Passage:
Personal pets have increasingly become more of a companion to more people than at any other time in our history. It is thought that owning a dog provides health benefits for their owners, primarily in reduction of health risks, particularly cardiovascular disease. Clearly dogs provide needed social support and a unique motivation for physical activity—they require exercise in the form of walking and throwing a ball, etc. In this paper, the authors set out to investigate what, if any, association actually exists between dog ownership and incident cardiovascular disease (CVD) or death.
Utilizing a register-based prospective nation-wide cohort (n = 3,432,153) with up to 12 years of follow-up, the authors analyzed self-reported health and lifestyle habits of 34,202 participants within the Swedish Twin Register. Time-updated covariates were used to calculate hazard ratios (HR) with 95% confidence intervals (CI).
Overall, both single and multiple-person households who owned a dog experienced lower risk of death, HR 0.67 (95% CI, 0.65-0.69) and 0.89 (0.87-0.91), respectively. CVD death was also reduced, HR 0.64 (0.59-0.70), and 0.85 (0.81-0.90).
In single-person households, dog ownership was inversely associated with cardiovascular outcomes (HR composite CVD 0.92, 95% CI, 0.89-0.94). But the lowest CVD risk was associated with ownership of hunting dogs. At first glance it appears that increased owner exercise is a modifiable variable associated with dog ownership. Single adults and hunters would seemingly be more active than would dogs owned by larger households and by non hunters.

Extracted information:
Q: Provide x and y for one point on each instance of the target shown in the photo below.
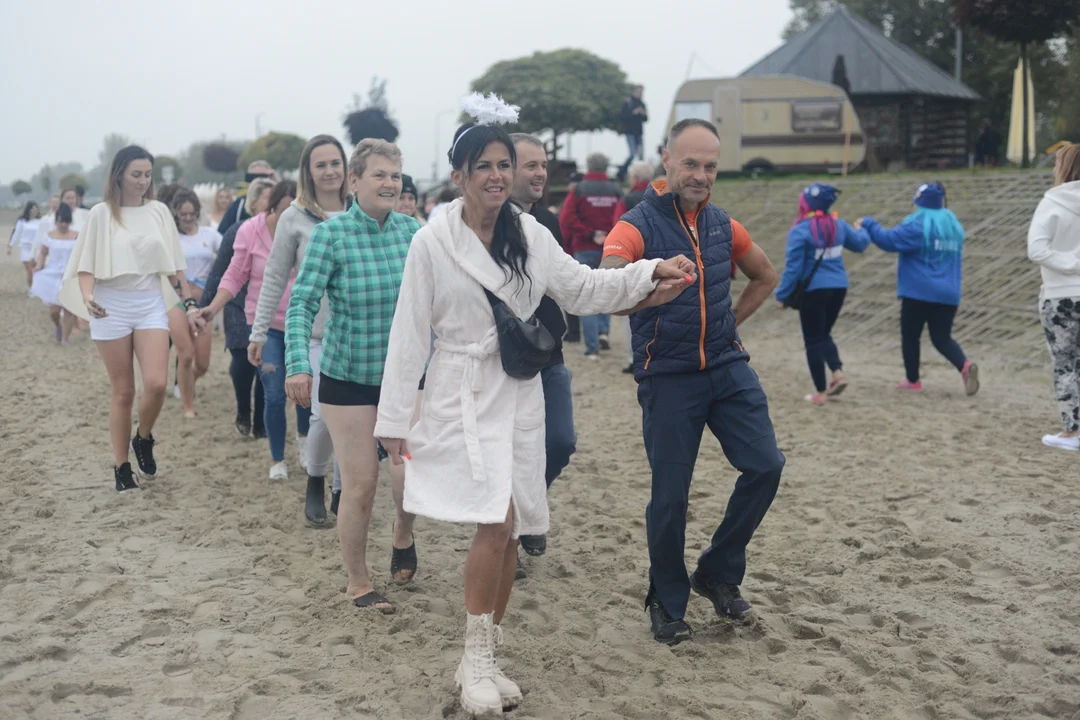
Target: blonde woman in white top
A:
(26, 229)
(126, 268)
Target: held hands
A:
(297, 386)
(96, 311)
(395, 448)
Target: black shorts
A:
(342, 392)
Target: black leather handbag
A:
(525, 345)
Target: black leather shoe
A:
(665, 628)
(727, 600)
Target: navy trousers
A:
(676, 408)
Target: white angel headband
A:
(490, 110)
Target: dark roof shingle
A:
(874, 63)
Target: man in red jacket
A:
(585, 220)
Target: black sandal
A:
(374, 599)
(403, 559)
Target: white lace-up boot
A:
(477, 669)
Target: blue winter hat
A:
(930, 195)
(821, 197)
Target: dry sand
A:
(920, 561)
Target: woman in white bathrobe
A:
(477, 452)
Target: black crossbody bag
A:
(525, 345)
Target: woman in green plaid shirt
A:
(356, 259)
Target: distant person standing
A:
(238, 212)
(987, 146)
(585, 220)
(633, 118)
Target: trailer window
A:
(817, 116)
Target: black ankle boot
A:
(314, 506)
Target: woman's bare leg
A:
(151, 349)
(486, 566)
(117, 355)
(352, 432)
(185, 347)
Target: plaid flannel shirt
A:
(360, 268)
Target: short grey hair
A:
(597, 162)
(642, 172)
(525, 137)
(255, 191)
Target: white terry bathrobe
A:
(480, 440)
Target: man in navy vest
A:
(692, 371)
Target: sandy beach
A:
(921, 560)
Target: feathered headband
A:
(490, 110)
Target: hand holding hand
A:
(298, 388)
(395, 448)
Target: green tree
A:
(282, 150)
(370, 119)
(71, 179)
(565, 91)
(1024, 23)
(160, 163)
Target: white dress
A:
(480, 440)
(25, 232)
(46, 281)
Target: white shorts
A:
(129, 311)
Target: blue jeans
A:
(675, 411)
(272, 374)
(558, 408)
(593, 326)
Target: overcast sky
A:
(169, 73)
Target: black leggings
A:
(915, 314)
(243, 375)
(818, 314)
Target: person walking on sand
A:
(530, 181)
(355, 261)
(1053, 243)
(126, 268)
(49, 272)
(322, 193)
(26, 230)
(476, 454)
(929, 272)
(815, 283)
(251, 253)
(250, 416)
(693, 371)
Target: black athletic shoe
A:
(665, 628)
(521, 573)
(124, 478)
(535, 545)
(727, 600)
(314, 504)
(143, 447)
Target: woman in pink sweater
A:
(251, 252)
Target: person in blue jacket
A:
(819, 235)
(930, 244)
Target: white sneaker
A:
(301, 450)
(1062, 443)
(476, 671)
(509, 691)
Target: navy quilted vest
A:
(697, 330)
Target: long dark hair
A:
(508, 241)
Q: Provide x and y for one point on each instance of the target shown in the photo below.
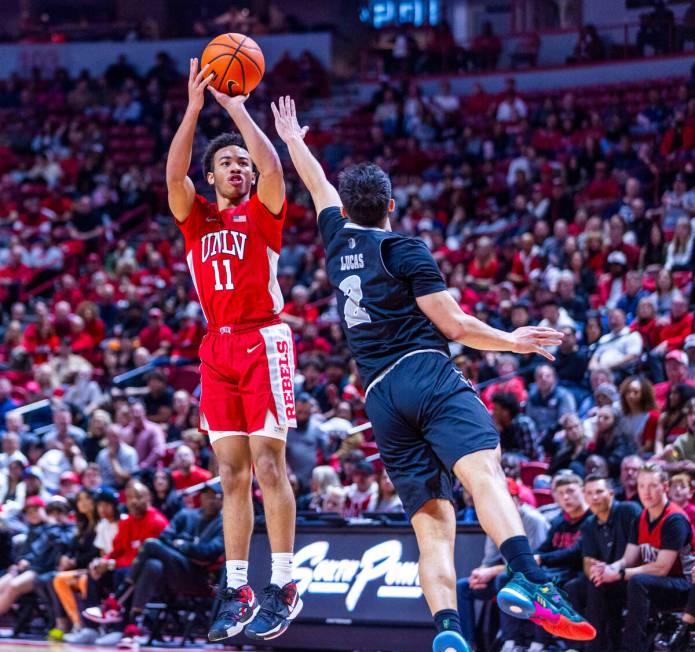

What you need to do:
• a. In the passage on dog ownership and cardiovascular disease, how many participants had their self-reported health and lifestyle habits analyzed?
• b. List every hazard ratio that the passage on dog ownership reports, along with the outcome and household group each one refers to.
• c. Pick up the passage on dog ownership and cardiovascular disease after its last sentence and continue it.

Answer list:
• a. 34,202 participants within the Swedish Twin Register.

• b.
- 0.67 (95% CI, 0.65-0.69): risk of death, single-person households
- 0.89 (0.87-0.91): risk of death, multiple-person households
- 0.64 (0.59-0.70): CVD death, single-person households
- 0.85 (0.81-0.90): CVD death, multiple-person households
- 0.92 (95% CI, 0.89-0.94): composite CVD, single-person households

• c.
However, additional analysis in the Twin Register did produce the same results of reduced risk of CVD or CVD death. One the other hand, the additional analysis did not show confounding results by comorbidities, disabilities or lifestyle factors. In conclusion, dog ownership appears to be associated with lower risk of CVD in single-person households and lower mortality in the general population.
Why Does This Matter?
The effects of loneliness and isolation are difficult to quantify, but have tremendous effect of emotional and psychological health. In general, humans need something to care about. Anecdotal observations of mental health facilities and institutions for the elderly reveal that the presence of a dog seems to improve mood and increase social engagement.
Mubanga M, Byberg L, Nowak C, Egenvall A, Magnusson PK, Ingelsson E, Fall T.
Dog ownership and the risk of cardiovascular disease and death – a nationwide cohort study. Sci Rep. 2017 Nov 17;7(1):15821. doi: 10.1038/s41598-017-16118-6.